Segment Open
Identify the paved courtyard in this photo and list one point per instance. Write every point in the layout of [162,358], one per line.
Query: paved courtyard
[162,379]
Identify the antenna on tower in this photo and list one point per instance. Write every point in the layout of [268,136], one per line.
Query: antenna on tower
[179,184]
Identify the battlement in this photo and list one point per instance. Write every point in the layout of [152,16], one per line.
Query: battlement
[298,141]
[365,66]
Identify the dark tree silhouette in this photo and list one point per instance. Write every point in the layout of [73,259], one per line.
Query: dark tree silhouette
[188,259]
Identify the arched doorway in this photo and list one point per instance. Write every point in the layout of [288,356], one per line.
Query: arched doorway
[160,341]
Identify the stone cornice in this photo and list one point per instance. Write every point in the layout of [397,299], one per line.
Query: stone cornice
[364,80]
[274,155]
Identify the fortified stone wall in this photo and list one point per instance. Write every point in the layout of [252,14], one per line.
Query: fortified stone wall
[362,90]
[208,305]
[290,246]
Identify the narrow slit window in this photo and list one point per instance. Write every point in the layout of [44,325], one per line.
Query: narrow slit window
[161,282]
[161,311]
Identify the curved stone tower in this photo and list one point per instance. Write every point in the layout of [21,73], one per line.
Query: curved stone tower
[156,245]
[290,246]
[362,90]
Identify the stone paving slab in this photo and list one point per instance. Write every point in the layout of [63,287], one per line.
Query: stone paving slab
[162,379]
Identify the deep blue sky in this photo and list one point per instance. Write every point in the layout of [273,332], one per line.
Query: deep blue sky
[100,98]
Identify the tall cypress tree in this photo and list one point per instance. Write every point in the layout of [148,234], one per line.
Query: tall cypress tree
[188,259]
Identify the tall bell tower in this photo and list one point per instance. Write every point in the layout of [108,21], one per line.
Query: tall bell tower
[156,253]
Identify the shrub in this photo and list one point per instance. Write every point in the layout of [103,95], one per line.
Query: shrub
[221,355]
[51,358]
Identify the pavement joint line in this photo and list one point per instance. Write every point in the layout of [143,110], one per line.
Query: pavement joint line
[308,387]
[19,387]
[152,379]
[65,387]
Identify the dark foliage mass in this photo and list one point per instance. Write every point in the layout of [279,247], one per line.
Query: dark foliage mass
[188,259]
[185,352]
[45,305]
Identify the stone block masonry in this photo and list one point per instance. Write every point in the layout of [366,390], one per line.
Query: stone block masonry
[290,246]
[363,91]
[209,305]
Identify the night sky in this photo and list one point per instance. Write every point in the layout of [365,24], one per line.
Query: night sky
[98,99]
Segment Closed
Task brief: Each line of the listing is to be printed again, unchanged.

Exercise solution:
Identify the paved courtyard in this photo and list one point per instance. Write every point in the layout of [162,358], one per line.
Query: paved courtyard
[162,379]
Identify the antenna on tower in this photo and list one point per instance. Write every point in the layout of [268,136], one per line.
Query: antenna on tower
[179,184]
Identify the battlement in this photo and list one point per instance. Write every point in the layout of [152,16], one per line.
Query: battlement
[298,141]
[365,66]
Identify the dark tree silhouette in this photo and list one point per instance. Write every point in the layout of [73,259], one per line.
Query: dark tree silhouette
[188,259]
Identify the arched doorway in this photo and list one point per instance. Write every point in the layout of [288,356], one per line.
Query: arched doorway
[160,341]
Identify the stone cornice in this photo and list one point per instance. Write every point in the layout of [397,299], one per line.
Query: stone cornice
[364,80]
[274,155]
Identify the fortified stone wall in this photo and list one point per instance. Write every point in the layout of [252,14], one per line.
Query: fortified stone wall
[362,90]
[208,305]
[290,246]
Identify the narrow slit window in this photo and list one point per instance. Write every point in the layout of [44,325], one per line.
Query: narrow slit window
[161,282]
[161,311]
Identify the curved stone tower in this photo and list one point per instance. Write every point in the layout of [21,73], one per line.
Query: curved stone tower
[156,245]
[290,246]
[362,90]
Identify the stone paving slab in this photo and list one point per instance. Write every point in the layout of [63,287], one per line.
Query: stone paving slab
[162,379]
Identify the deep blue sky in this photo and list one point per instance. Write every point in the layout of [273,332], one per line.
Query: deep blue sky
[100,98]
Identify the tall cypress tree in this photo and list one point per instance. Write every point in the layout of [148,234], one per line.
Query: tall cypress tree
[188,259]
Identify the tall bell tower in this photo and list one point per instance. Write every point in the layout of [108,21], one per line.
Query: tall bell tower
[156,253]
Identify the shrub in this photo and list one point per instance. Write every point in the layout of [103,95], one per line.
Query: shrub
[221,355]
[51,358]
Identify the pavement joint line in this photo and list one point per instance. Write every point in the layout of [143,110], one per line.
Query: pavement joint line
[308,387]
[19,387]
[152,379]
[65,387]
Identify the dark foliage mass in this photo and list one point per instance. Write every point in the layout of [279,247], one per line.
Query: dark foliage mass
[188,259]
[185,352]
[45,305]
Identify the stone block masonry in this photo and list one point per instance. Write every point in the layout of [366,390], one per line.
Query: stone block masonry
[290,246]
[363,91]
[209,305]
Identify the night sky in this photo and list one point per instance. Write every point in the layout of [365,24], one per line.
Query: night sky
[98,99]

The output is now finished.